[start]
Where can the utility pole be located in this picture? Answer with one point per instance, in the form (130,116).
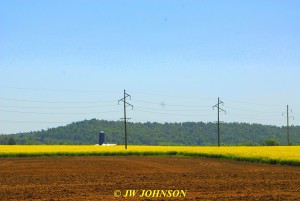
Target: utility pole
(287,124)
(219,109)
(125,119)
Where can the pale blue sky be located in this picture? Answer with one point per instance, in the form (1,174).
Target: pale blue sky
(69,60)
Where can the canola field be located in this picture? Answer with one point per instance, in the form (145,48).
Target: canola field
(289,155)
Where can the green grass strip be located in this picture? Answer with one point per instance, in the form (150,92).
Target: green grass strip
(162,153)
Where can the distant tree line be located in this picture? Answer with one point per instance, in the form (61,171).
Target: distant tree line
[end]
### WHAT IS ASKED
Only the lines from the one containing "Where can the pale" through the end of the entries above belong in the answer; repeat them exactly.

### TASK RESULT
Where can the pale blue sky be located in this picture? Answer with one point per instance, in the form (1,174).
Target: pale blue sky
(69,60)
Where can the canola field be located in this picture? Answer with one point per instance, in the form (145,48).
Target: canola field
(289,155)
Where can the green grass strip be located in this picture? Answer with one point per instance, in the form (150,92).
Target: green grass strip
(162,153)
Where can the distant tree line be located in this picture? Answer with one point per instance, in the form (61,171).
Target: distant tree line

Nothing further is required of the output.